• **REQUIREMENT**: Can you carry on the essay below about working as a sales associate in luxury retail, picking up after its last sentence?

** BEGIN SOURCE EXTRACT **

Have you ever wondered what it’s like to be a sales associate for a luxury brand or department store? I’ve been a member of tPF for years, and reading how people talked about SAs has left me with a lot of mixed feelings. People often talk about us like we’re gatekeepers, the “deciders,” and it’s all very cryptic. In reality, we are just people; we wield some power, it’s true, but not as much as most customers think we do. So I thought that if customers knew the other side, they might change the way they see their SAs, and I also believe there is a lot in this industry that needed changing, so I decided to write this piece.

We don’t care how you’re dressed.

We really don’t. That being said, we know a fake bag when we see one, but in general, we don’t care if you come in sweatpants or a fur coat. You never know who will enter the shop and some of the wealthiest clients show up in gym clothes. We can usually tell how serious someone is based on them knowing a lot about the brand or having at least a general idea of what they want.

We do have favorites, and we spoil them if we can.

You don’t have to spend a lot to be a favorite, and truly a little loyalty goes a long way. Also, this may sound silly but simply being nice to us is really all it takes. We also remember who isn’t, and we talk. All the SAs (especially in department stores) are very connected, and we also communicate with our boutiques in other locations frequently. Also, many SAs have friends at other brands, so if you’re rude to someone at one brand, everyone else will know.

The job isn’t all that glamorous, and sometimes it’s dangerous.

Anyone who has worked a public-facing position knows it can get dicey at times. From mass shooting threats to individuals threatening us with hammers (among other things). I have personally been threatened after turning down advancements and even followed on a couple of occasions—it can get wild. The job is also very physically taxing. Long hours of standing wearing shoes not designed for our comfort (and cheaply made at that) has left not only myself but other SAs I know with long-term physical issues like knee and foot problems.

We hate following you around the boutique too, it’s not personal.

We get in serious trouble when theft occurs, even if it’s not directly our fault. Many brands have a strike system for thefts that happen under an SA’s watch, but that’s only for inexpensive items, if it’s a pricier item, we face a bigger punishment. We could very well lose our livelihood if something were stolen, and most of us live paycheck to paycheck. I highly encourage any shopper to talk to their SA while shopping because we are people, and it’s really awkward and uncomfortable for us too.

** END SOURCE EXTRACT **
** BEGIN DATASET EXTRACT **

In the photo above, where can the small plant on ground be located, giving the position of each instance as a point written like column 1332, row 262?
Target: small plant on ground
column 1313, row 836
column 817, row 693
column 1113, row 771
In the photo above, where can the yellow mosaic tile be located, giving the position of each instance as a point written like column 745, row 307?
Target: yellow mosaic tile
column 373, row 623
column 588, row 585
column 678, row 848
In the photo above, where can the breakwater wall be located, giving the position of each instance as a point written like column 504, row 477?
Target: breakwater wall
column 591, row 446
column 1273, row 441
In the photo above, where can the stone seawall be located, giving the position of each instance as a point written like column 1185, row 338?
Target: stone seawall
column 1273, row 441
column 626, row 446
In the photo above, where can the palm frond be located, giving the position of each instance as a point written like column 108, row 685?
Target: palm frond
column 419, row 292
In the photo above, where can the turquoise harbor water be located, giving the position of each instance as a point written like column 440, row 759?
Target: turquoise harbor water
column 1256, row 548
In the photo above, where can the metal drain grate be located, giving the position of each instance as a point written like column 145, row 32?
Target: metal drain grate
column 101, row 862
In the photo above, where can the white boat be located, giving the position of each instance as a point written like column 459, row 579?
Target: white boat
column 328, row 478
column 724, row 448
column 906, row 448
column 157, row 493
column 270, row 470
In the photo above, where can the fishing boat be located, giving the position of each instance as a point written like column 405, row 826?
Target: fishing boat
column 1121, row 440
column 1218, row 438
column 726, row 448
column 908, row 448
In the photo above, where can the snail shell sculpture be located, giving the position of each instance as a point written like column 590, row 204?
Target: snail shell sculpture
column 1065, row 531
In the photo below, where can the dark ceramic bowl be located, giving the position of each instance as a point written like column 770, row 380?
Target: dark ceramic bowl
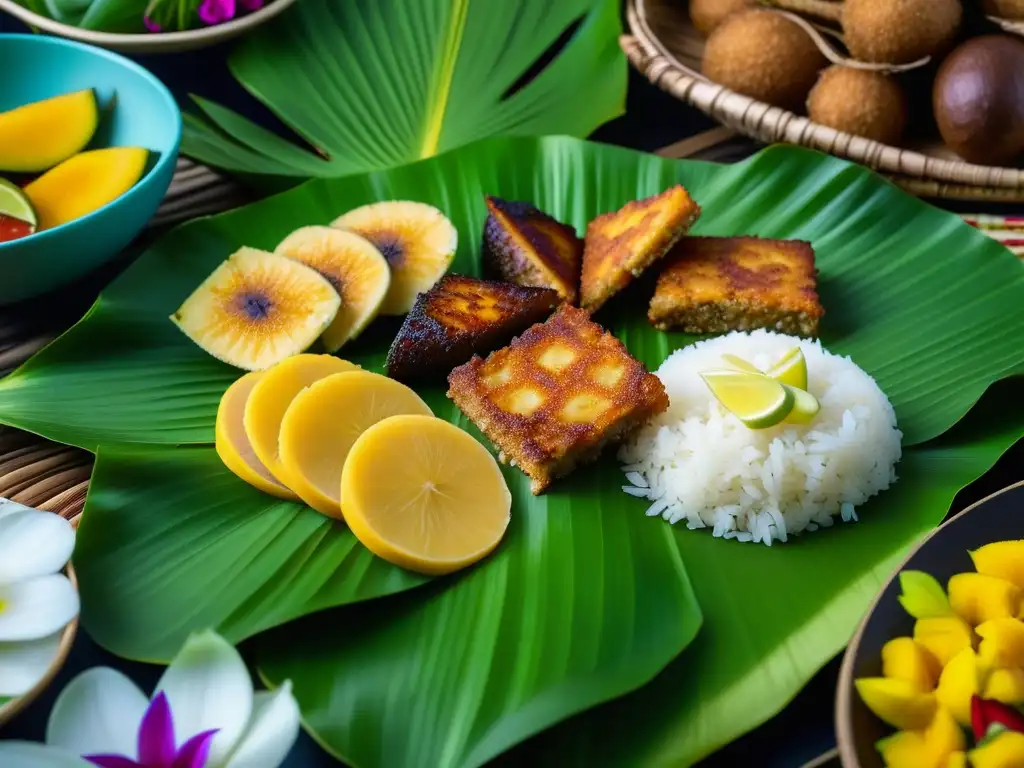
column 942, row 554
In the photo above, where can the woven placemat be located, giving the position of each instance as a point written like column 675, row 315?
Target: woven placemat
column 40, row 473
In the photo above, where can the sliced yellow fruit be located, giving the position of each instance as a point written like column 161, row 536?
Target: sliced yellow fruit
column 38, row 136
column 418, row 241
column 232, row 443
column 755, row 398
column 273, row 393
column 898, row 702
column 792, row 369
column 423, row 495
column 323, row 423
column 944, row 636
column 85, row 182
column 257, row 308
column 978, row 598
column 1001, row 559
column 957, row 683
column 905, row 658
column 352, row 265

** END DATASET EXTRACT **
** BEGIN DATASET EXTRACT **

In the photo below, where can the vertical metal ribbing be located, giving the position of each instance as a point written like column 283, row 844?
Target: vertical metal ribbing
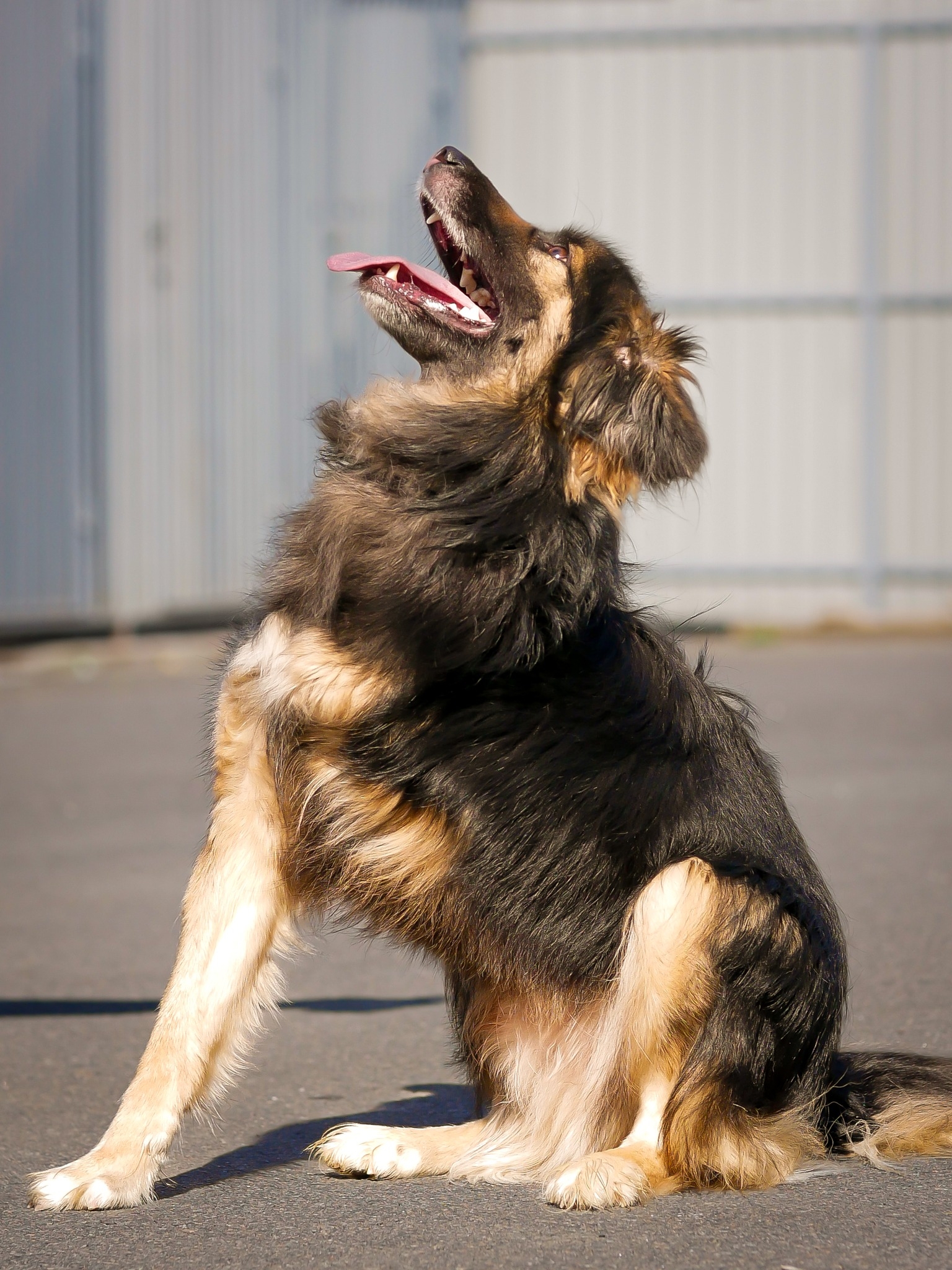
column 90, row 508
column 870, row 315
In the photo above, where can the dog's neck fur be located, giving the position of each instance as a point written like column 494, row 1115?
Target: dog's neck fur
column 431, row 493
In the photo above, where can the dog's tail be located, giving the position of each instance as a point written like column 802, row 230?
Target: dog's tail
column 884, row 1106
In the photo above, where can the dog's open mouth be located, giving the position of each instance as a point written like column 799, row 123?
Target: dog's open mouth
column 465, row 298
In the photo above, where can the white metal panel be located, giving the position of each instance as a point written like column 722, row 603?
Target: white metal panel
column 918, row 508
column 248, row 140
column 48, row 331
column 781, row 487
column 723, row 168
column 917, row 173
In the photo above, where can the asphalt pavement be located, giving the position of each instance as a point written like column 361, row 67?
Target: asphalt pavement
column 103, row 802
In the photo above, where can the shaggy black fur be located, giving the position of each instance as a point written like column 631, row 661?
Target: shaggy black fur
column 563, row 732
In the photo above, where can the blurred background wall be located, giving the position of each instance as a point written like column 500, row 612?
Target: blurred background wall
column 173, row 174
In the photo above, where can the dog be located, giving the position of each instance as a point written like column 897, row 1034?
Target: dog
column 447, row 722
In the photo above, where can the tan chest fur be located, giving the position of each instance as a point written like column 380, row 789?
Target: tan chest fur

** END DATASET EXTRACT **

• **REPLY**:
The pay isn’t all that great.

Yes, we may be selling thousand-dollar bags, but some SAs don’t even make $20 an hour, and some of the “nicer” boutiques don’t pay over $30 an hour. Department stores are notoriously the worst for paying the least and for mistreating their SAs. Most of the time, they won’t let us clock in when we are there and working 10 min early because they don’t want us working enough hours to be full time. They will threaten us with being fired if we clock in early or late. It puts us in a bad position because we want to get things done and be available for our clients. When you text us, and we aren’t working, we aren’t getting paid for that time, so we do what needs to be done regardless of being compensated. We were constantly threatened with termination if we clocked in even two minutes early. Some of us get paid commission, but it’s unreliable and not always as much as you think because of different commission structures.

We aren’t hiding things from you.

Trust us, we want to sell you things, that is our job. We have every incentive to sell you something. Most of us even make money when we sell you something. If we don’t meet our quarterly numbers, we’re often threatened with termination, so if we say it’s out of stock, we more often than not mean it. Very rarely are we allowed to “hold” things from stock, and when we say we will, that means we’re probably hiding it somewhere no one else will find it with the hopes you’ll come through. Maybe if you’re close to the other SAs you work with, they will try for you, but a sale is a sale, and we’re under a lot of pressure to deliver.

Looks are everything, and the pressure is real.

The company regulates everything about our appearance, and I mean everything from the color on our lips and nails to how we do our eye makeup and even the piercings we are allowed to have. There was a lot of pressure to not gain weight too, as we would not be given new uniforms if the old ones didn’t fit anymore (and we were only given two to three a year).

Lets talk about Commission.

Some ultra-luxury boutiques have a pooled commission system that is excellent because it motivates the shop to work together. Most boutiques work on “base plus,” which means you make your hourly plus commission (usually between 2%- 8%). Those are good gigs, but most SAs, especially those at department stores, work on “draw.” Draw associates have to sell their hourly wage before making a commission, meaning their paychecks are more of a cash advance from the store. When they are unable to make their hourly wage or get returns, they go into deficit. You’re not making any commission if you don’t sell your hourly wage plus your return deficit. The worst part about it? The hourly pay for these positions is usually painfully low, but it has to be that way, or else you could never sell more than your hourly wage. Making minimum wage and earning no commission because you’re in deficit can feel stressful and hopeless, especially because it is often not in our control. This is why returns can be so devastating.

Our discounts aren’t actually that good.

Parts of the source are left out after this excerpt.